Back to General and Gameplay Programming

New Mini-Article: Speeding up memcpy

General and Gameplay Programming Programming

Started by Jan Wassenberg November 29, 2005 06:56 AM

44 comments, last by Jan Wassenberg 18 years, 4 months ago

Fruny

1,658

November 29, 2005 10:38 AM

How does it compare with std::copy ?

"Debugging is twice as hard as writing the code in the first place. Therefore, if you write the code as cleverly as possible, you are, by definition, not smart enough to debug it." — Brian W. Kernighan

snk_kid

1,312

November 29, 2005 10:43 AM

Quote:Original post by Fruny
How does it compare with std::copy ?

Just highlight a point std::copy on modern compilers like VC++ 7.1 > * or G++ will dispatch at compile-time to use memmove (where ever possible) not memcpy because the input and output ranges are permitted to overlap.

So Jan Wassenberg see if you can do a new article on speeding up memmove, if you can [wink].

Jan Wassenberg

1,000

Author

November 29, 2005 10:46 AM

Hey, thanks for the kind words :)

Quote:The only negative point is that the code can't be used in anything else but a GPL'ed project.

hehe, true. I am willing to entertain discussion of an alternate license in exchange for other considerations :)

Quote:Looks quite interesting - what CPU types has it been tested on? It'd be interesting to see what it would do on a Celeron-type with a smaller on-board cache...

I've also tested on a Pentium III (laptop) system and determined a 3% speed gain in the small transfer benchmark. As transfers get larger, the same kind of huge increases as on Athlon DDR systems are expected.
Prediction of performance on Celeron:
there are 2 Celeron versions, one based on Pentium II and a later one with a Pentium III core. Obviously the latter will do much better because it also supports SSE instructions (PREFETCH, MOVNTQ); the former is stuck with the MMX MOVQ copy technique. Celerons are basically the same processor only with half of the L2 cache disabled (due to manufacturing defect in the wafer). Therefore, performance of the software prefetch+MOVNTQ is expected to suffer (it would be better to switch to block prefetch earlier due to L2 cache thrashing). Unfortunately messing with the BP_THRESHOLD would penalize newer processors because they'd unnecessarily switch to block prefetching, so it's probably best to leave as-is.

Quote:To add this to a C++ project, would I have to write a header decalring the function like this?
void* __declspec(naked) ia32_memcpy(void* dst, const void* src, size_t nbytes);

No, fortunately that's not necessary. __declspec(naked) only affects definitions, not declarations.
When declaring a function that's actually implemented in asm, no further work is needed; the asm code is implemented such that the compiler doesn't have to care what exactly it is calling (the calling convention matches).

Quote:Cool, it looks like you borrowed a bunch of tricks from an old AMD paper on increasing memcpy throughput:) Damn, where is that paper:)

Referenced as [AMD1] and [AMD2] in the article/bibliography! :)

Quote:Just a quick thought, but does memset() suffer the same failings as memcpy()?

# PROBLEM DESCRIPTION
Reproduce verbatim the passage of the memcpy thread that begins at the words "Quote:Original post by" and stops after the words "you can [wink].".

# RECORDS
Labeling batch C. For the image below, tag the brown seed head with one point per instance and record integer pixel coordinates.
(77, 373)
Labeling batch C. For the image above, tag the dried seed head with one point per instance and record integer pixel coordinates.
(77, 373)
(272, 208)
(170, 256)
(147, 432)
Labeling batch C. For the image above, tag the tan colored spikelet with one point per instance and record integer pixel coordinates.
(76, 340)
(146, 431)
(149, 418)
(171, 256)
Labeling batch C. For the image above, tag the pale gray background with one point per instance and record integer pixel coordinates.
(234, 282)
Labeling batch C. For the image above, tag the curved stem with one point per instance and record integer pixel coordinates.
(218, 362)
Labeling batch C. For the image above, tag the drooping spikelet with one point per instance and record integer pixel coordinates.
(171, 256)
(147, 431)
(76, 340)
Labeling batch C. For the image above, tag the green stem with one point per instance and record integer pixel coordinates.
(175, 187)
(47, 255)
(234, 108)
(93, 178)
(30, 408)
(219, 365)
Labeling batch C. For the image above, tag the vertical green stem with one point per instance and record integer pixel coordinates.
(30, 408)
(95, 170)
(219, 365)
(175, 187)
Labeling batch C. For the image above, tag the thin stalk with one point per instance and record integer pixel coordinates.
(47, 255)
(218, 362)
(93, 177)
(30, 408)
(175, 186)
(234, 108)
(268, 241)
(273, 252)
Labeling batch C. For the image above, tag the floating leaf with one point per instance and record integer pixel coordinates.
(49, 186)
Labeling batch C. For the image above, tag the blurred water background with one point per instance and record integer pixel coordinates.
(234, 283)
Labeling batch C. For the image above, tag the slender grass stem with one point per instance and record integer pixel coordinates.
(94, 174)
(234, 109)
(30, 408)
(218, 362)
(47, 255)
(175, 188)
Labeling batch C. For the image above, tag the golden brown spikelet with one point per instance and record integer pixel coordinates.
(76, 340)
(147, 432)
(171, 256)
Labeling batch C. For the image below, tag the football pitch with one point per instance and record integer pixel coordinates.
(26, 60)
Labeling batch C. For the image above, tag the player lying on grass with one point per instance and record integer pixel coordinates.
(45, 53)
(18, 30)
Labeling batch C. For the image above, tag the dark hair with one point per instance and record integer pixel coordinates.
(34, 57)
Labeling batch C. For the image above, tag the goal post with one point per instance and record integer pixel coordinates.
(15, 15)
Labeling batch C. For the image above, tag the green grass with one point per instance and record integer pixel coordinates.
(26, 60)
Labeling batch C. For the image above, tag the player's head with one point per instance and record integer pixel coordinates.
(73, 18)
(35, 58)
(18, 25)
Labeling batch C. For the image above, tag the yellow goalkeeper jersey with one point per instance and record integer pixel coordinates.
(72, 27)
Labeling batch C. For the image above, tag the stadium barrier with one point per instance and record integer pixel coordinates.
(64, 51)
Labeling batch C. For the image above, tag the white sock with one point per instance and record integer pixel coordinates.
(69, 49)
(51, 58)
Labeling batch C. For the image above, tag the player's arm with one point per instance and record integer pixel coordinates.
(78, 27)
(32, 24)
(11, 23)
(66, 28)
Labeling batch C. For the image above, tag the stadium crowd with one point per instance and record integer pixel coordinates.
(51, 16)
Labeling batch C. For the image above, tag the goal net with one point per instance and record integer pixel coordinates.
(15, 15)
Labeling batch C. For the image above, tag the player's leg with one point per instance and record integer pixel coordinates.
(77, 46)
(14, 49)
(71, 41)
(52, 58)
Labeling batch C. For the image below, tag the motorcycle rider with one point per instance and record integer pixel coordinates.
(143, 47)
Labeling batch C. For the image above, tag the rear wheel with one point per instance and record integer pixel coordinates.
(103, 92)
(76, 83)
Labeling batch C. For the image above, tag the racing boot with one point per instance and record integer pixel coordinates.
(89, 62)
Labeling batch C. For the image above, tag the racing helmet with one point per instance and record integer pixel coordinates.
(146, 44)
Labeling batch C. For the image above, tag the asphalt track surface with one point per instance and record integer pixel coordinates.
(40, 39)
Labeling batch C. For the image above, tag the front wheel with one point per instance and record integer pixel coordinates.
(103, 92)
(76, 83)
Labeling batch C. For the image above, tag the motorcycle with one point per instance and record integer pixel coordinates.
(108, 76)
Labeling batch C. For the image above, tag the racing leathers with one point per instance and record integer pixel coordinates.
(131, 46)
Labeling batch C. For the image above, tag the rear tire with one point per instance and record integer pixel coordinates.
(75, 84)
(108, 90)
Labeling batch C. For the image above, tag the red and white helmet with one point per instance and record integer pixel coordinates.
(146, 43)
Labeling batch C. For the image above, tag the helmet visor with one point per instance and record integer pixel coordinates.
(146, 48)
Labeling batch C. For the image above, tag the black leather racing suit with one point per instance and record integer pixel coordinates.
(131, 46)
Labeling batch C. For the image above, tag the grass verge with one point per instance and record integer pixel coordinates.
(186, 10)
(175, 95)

# OUTPUT OF THE TASK
Quote:Original post by Fruny
How does it compare with std::copy ?

Just highlight a point std::copy on modern compilers like VC++ 7.1 > * or G++ will dispatch at compile-time to use memmove (where ever possible) not memcpy because the input and output ranges are permitted to overlap.

So Jan Wassenberg see if you can do a new article on speeding up memmove, if you can [wink].